**What is expected:** Please output the section of the listing below that opens with the line containing "<point>36,198</point>" and closes with the line containing "<point>2,182</point>", exactly and with nothing else.

**Data under study:**

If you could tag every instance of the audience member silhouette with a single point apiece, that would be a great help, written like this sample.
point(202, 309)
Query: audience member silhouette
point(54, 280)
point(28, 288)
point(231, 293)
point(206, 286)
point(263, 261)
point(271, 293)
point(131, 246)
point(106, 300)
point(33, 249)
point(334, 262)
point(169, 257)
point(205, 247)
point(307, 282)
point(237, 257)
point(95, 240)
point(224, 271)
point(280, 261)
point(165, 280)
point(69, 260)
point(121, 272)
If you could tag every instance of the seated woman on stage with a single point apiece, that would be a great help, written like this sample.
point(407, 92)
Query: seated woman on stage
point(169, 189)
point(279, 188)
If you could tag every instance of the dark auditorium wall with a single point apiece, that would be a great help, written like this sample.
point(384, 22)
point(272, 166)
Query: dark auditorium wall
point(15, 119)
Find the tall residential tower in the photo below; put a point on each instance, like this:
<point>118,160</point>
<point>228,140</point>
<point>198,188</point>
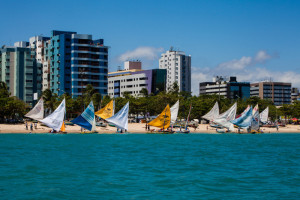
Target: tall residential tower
<point>178,66</point>
<point>75,61</point>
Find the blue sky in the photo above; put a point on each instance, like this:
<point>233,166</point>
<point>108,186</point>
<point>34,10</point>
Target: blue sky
<point>253,40</point>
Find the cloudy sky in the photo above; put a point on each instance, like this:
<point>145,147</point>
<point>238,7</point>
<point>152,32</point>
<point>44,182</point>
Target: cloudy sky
<point>254,40</point>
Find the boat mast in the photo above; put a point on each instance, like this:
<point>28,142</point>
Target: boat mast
<point>186,123</point>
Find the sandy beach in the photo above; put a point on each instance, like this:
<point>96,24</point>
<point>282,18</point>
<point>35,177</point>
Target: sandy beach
<point>132,128</point>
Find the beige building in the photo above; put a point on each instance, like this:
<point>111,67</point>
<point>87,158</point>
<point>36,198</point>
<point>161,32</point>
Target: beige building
<point>278,92</point>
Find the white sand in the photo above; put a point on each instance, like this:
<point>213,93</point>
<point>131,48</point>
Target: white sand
<point>132,128</point>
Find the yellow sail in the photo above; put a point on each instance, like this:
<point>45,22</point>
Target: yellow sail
<point>107,111</point>
<point>63,128</point>
<point>163,120</point>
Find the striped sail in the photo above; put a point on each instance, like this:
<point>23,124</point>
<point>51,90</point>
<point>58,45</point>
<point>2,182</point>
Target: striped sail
<point>213,113</point>
<point>225,118</point>
<point>120,119</point>
<point>37,112</point>
<point>87,118</point>
<point>55,119</point>
<point>174,112</point>
<point>264,115</point>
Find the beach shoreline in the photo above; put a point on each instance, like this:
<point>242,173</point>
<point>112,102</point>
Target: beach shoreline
<point>132,128</point>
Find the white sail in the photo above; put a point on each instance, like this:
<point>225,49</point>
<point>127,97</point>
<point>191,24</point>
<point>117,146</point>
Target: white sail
<point>213,113</point>
<point>37,112</point>
<point>120,119</point>
<point>55,119</point>
<point>255,121</point>
<point>255,109</point>
<point>94,125</point>
<point>225,118</point>
<point>264,115</point>
<point>113,113</point>
<point>245,120</point>
<point>174,112</point>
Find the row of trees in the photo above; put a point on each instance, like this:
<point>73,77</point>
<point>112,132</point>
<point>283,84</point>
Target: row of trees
<point>12,108</point>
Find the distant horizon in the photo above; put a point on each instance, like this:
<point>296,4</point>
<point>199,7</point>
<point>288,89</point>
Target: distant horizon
<point>251,40</point>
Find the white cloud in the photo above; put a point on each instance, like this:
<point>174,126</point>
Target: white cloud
<point>236,64</point>
<point>148,53</point>
<point>262,56</point>
<point>244,69</point>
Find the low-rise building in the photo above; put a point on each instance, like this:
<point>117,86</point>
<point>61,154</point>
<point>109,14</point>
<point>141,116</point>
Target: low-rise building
<point>134,80</point>
<point>227,87</point>
<point>278,92</point>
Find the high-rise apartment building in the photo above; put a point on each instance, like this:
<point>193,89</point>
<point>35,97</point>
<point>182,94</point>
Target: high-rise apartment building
<point>278,92</point>
<point>178,66</point>
<point>133,79</point>
<point>19,71</point>
<point>295,94</point>
<point>38,47</point>
<point>77,60</point>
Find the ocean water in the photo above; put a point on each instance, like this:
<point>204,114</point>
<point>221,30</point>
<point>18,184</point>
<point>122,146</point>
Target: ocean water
<point>148,166</point>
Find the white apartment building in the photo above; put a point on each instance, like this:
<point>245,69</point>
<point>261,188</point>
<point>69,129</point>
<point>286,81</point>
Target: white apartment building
<point>178,66</point>
<point>38,43</point>
<point>130,82</point>
<point>133,79</point>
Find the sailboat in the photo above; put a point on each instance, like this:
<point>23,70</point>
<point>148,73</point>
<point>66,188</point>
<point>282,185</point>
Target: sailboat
<point>37,112</point>
<point>213,113</point>
<point>174,112</point>
<point>63,128</point>
<point>107,111</point>
<point>163,120</point>
<point>264,115</point>
<point>245,119</point>
<point>186,130</point>
<point>87,119</point>
<point>55,119</point>
<point>225,118</point>
<point>255,120</point>
<point>120,119</point>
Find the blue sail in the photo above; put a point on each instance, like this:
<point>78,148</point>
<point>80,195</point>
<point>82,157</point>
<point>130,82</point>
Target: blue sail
<point>245,120</point>
<point>86,119</point>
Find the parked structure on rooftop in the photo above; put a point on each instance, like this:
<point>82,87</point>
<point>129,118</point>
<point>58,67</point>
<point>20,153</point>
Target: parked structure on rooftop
<point>77,60</point>
<point>227,87</point>
<point>178,66</point>
<point>278,92</point>
<point>134,80</point>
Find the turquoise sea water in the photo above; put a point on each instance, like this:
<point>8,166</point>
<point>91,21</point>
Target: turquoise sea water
<point>144,166</point>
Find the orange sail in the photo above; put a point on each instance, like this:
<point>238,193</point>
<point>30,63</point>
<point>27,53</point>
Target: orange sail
<point>163,120</point>
<point>107,111</point>
<point>63,128</point>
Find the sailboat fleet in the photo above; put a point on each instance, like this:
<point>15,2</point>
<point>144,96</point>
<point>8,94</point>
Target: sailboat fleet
<point>249,120</point>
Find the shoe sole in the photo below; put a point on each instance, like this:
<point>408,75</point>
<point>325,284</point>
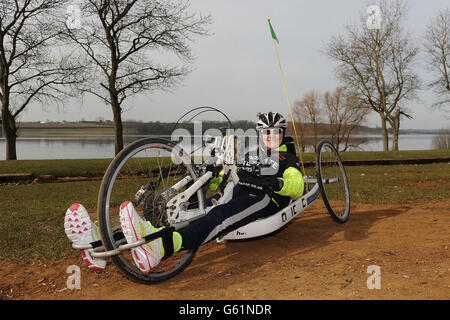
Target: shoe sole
<point>77,225</point>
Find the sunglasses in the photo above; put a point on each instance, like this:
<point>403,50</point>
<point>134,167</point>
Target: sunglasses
<point>274,131</point>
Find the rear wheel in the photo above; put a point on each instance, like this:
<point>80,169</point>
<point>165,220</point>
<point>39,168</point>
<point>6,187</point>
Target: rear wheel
<point>143,173</point>
<point>333,181</point>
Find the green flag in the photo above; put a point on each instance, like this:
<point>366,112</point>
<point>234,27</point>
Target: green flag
<point>274,36</point>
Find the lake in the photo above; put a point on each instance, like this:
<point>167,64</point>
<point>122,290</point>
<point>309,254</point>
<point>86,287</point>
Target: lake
<point>96,147</point>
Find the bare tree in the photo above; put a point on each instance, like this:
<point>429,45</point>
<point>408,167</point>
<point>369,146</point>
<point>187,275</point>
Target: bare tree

**Result for this exercise:**
<point>36,198</point>
<point>161,32</point>
Target: beige building
<point>278,92</point>
Find the white sand in the photo above; put a point on each instance, like this:
<point>213,93</point>
<point>131,48</point>
Target: white sand
<point>132,128</point>
Find the yellow sail in the photo above; put a point on each instance, like this:
<point>45,22</point>
Target: yellow sail
<point>107,111</point>
<point>63,128</point>
<point>163,120</point>
Find the striped sail in the photo above; put a point on each instance, like this:
<point>23,124</point>
<point>51,90</point>
<point>58,45</point>
<point>2,182</point>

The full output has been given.